After going to the capital’s Jean-Jacques Dessalines high school, he studied under the Haitian artist Denis Emile, before helping to found the rasin music group Sa.

But that group was just a precursor to the “vodou jazz” group Foula, in which he was the guitarist and lead singer next to Jean-Raymond Giglio (percussion), Gaston “Bonga” Jean-Baptiste (percussion), “Rasin” (percussion), Yves “Chico” Boyer (bass), Ronald “Aboudja” Derenencourt (percussion), and Thurgot Theodat (sax & percussion).

“He wanted to do something different with vodou,” said Pierre Richard Cajuste, a long-time member of Haiti’s diplomatic service who was a big supporter of Foula. “He really believed in the masses. He was truly a man of the people.”

After the 1991 coup, he fled to New York. Shortly after arriving in Brooklyn, he moved in with a girlfriend, who turned him out of their home on a snowy winter night. A passing Haitian cab driver saw Ti Do struggling with his bags in the snow and stopped to pick him up.

“Don’t you know any other Haitians here in Brooklyn,” the cabbie asked him.

“I know plenty, but the one I know best, of whom you might have heard, is Sò Àn,” Ti Do replied.

“Well, of course, I know Sò Àn,” the cabbie replied. “Let me take you to her house now.”

That was how Ti Do came to live and work with fellow musician Sò Àn, moving into her Brooklyn Avenue home. In the years that followed, he would often be her sole accompaniment on the stage with his guitar.

After returning to Haiti with Sò Àn in 1994, he was often a presence in her tumultuous political life, lurking in the background as she held center-stage. Although soft-spoken and retiring, Ti Do was well-known by many of Haiti’s leading artists, politicians, and journalists.

In his final years, he became a cultural attaché at the National Theatre, giving occasional lectures on the role of music in vodou.

He is survived by his sister, Maryline Lavaud, who lives in the U.S., along with two daughters, Winifrede Lavaud and Lyne Dossa Lavaud.

=== Data excerpts ===
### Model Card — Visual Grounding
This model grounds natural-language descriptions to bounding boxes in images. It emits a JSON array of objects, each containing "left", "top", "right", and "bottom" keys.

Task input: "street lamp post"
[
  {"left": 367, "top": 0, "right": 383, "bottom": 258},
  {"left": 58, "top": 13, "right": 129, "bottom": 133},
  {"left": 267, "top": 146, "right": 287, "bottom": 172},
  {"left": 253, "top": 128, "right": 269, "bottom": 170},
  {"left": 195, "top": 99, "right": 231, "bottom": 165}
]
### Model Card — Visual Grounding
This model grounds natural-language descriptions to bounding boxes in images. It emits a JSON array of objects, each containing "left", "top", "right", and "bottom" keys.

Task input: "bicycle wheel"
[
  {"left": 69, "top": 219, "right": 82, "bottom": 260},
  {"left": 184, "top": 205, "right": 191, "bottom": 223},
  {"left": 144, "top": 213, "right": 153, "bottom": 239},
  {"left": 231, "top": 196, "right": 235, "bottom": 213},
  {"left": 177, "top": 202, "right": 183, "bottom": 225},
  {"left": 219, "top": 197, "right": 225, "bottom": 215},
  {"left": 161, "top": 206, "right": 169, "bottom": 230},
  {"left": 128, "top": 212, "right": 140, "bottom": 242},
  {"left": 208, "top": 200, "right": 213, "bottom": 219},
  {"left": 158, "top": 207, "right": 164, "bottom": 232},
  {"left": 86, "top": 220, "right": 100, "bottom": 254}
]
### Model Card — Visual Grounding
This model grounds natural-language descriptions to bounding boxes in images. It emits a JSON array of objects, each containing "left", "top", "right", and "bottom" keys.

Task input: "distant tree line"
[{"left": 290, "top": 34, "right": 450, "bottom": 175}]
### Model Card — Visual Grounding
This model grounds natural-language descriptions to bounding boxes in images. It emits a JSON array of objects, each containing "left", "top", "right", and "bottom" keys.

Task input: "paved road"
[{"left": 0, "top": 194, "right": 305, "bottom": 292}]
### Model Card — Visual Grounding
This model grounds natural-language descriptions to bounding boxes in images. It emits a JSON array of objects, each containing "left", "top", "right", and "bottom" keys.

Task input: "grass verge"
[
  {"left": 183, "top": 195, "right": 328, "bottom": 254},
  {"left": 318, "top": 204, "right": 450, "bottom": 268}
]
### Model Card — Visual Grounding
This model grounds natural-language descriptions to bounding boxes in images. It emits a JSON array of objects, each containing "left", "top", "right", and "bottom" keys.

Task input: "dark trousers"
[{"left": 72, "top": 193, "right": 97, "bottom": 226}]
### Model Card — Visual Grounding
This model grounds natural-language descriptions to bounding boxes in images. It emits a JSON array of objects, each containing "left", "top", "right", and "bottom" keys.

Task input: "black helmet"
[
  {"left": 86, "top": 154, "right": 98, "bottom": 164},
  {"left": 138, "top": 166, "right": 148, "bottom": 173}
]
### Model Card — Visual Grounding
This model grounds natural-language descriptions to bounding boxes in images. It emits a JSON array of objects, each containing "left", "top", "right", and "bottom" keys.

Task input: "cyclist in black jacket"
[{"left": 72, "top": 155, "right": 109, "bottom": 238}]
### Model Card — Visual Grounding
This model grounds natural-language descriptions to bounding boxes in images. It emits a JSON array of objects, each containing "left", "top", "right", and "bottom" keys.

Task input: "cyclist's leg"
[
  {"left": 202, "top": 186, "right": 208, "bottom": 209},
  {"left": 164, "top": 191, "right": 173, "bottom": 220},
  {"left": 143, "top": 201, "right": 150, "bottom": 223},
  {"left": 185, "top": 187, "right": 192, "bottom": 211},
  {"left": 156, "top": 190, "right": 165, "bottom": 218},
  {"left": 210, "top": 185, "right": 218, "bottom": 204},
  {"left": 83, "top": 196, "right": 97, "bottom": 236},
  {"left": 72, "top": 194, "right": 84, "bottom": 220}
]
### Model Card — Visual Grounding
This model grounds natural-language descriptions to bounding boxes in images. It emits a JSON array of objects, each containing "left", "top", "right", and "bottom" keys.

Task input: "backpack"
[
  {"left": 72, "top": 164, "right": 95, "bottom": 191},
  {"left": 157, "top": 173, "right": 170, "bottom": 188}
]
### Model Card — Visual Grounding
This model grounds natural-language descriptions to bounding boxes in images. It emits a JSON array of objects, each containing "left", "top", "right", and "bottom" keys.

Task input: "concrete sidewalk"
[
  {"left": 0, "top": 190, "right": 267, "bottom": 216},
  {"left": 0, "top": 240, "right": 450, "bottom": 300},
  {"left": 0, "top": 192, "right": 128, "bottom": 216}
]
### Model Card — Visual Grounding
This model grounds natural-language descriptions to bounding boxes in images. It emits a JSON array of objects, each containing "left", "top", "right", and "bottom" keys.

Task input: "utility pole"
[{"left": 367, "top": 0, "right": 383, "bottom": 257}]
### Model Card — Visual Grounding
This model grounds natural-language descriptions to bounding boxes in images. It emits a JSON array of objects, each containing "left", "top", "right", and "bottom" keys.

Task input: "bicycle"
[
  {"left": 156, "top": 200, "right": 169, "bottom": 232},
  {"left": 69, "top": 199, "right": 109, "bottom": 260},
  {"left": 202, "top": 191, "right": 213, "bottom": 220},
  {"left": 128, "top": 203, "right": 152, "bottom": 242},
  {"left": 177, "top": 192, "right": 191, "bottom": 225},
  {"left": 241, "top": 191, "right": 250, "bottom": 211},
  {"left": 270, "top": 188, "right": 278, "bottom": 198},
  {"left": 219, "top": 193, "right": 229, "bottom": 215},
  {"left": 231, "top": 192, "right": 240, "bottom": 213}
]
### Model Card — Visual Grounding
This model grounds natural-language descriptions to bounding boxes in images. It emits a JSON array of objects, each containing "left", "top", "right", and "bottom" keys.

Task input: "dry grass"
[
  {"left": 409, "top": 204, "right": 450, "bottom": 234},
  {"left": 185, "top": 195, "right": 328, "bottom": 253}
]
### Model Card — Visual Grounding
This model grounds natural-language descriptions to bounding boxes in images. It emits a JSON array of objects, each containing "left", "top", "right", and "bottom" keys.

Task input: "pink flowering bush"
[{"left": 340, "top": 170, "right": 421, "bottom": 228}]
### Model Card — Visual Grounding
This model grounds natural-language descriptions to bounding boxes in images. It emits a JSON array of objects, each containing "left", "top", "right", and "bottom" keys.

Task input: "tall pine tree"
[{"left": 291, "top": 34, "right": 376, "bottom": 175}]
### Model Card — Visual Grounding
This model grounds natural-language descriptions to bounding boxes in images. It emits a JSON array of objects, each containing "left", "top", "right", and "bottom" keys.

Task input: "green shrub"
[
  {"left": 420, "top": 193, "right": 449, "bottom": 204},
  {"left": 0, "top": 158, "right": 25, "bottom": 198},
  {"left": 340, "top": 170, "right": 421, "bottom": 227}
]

==

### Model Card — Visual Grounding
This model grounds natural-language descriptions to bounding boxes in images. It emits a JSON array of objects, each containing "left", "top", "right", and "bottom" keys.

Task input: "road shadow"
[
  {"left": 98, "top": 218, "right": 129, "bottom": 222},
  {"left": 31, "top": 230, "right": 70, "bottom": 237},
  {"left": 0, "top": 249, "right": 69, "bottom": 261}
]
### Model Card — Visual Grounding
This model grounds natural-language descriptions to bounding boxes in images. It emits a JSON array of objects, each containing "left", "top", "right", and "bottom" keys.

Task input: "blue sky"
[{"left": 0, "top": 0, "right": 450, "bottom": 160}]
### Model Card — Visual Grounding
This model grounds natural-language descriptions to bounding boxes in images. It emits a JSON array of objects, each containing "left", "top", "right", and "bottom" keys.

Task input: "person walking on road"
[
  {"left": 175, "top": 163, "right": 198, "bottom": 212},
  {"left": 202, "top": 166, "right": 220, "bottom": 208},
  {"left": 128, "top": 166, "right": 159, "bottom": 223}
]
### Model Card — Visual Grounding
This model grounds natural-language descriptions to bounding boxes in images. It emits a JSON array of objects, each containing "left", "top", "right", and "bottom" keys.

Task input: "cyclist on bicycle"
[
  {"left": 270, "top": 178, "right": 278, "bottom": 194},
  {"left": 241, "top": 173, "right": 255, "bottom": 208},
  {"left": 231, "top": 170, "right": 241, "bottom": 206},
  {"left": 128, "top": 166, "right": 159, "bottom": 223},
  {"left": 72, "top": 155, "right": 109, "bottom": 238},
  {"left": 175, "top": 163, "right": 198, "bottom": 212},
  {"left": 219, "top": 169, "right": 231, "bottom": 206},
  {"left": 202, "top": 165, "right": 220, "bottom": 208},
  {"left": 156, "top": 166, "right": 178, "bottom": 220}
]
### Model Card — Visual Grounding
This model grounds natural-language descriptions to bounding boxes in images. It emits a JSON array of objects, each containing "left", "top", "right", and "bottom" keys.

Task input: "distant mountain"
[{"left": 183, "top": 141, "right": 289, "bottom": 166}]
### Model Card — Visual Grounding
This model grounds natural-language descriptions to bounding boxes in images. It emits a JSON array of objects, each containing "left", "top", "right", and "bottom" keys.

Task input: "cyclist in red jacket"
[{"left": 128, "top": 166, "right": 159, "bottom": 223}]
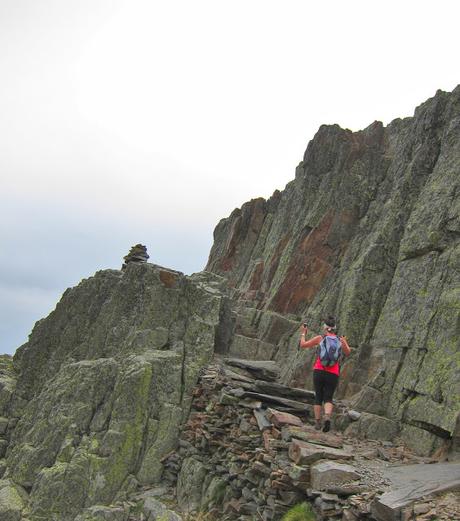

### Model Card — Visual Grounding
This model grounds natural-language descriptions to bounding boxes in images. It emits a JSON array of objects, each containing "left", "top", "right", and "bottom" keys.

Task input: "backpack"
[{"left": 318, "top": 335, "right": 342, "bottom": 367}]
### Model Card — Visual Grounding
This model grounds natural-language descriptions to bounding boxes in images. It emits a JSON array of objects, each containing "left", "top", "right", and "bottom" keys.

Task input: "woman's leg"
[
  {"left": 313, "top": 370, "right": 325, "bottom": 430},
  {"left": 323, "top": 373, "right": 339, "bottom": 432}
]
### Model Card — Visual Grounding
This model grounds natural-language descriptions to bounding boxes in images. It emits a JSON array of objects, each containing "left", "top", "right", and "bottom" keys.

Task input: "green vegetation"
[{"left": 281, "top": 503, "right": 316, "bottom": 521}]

=== Exercise prompt ===
Answer these questions from the passage on Ti Do:
(a) What role did he have in the group Foula?
(b) In what year did he return to Haiti with Sò Àn?
(c) What position did he hold at the National Theatre in his final years?

=== Response to this exercise ===
(a) He was the guitarist and lead singer.
(b) 1994.
(c) Cultural attaché.